*Task description*: Print every row below verbatim, line for line.

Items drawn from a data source
'''
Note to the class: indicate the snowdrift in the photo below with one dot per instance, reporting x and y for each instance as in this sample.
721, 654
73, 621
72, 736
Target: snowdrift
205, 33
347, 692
'''
*Correct response*:
Note to the class: indicate the snowdrift in the photo below with one dot per instance, reporting x and y for each instance as in this sample.
721, 654
73, 621
72, 736
Target: snowdrift
205, 33
347, 692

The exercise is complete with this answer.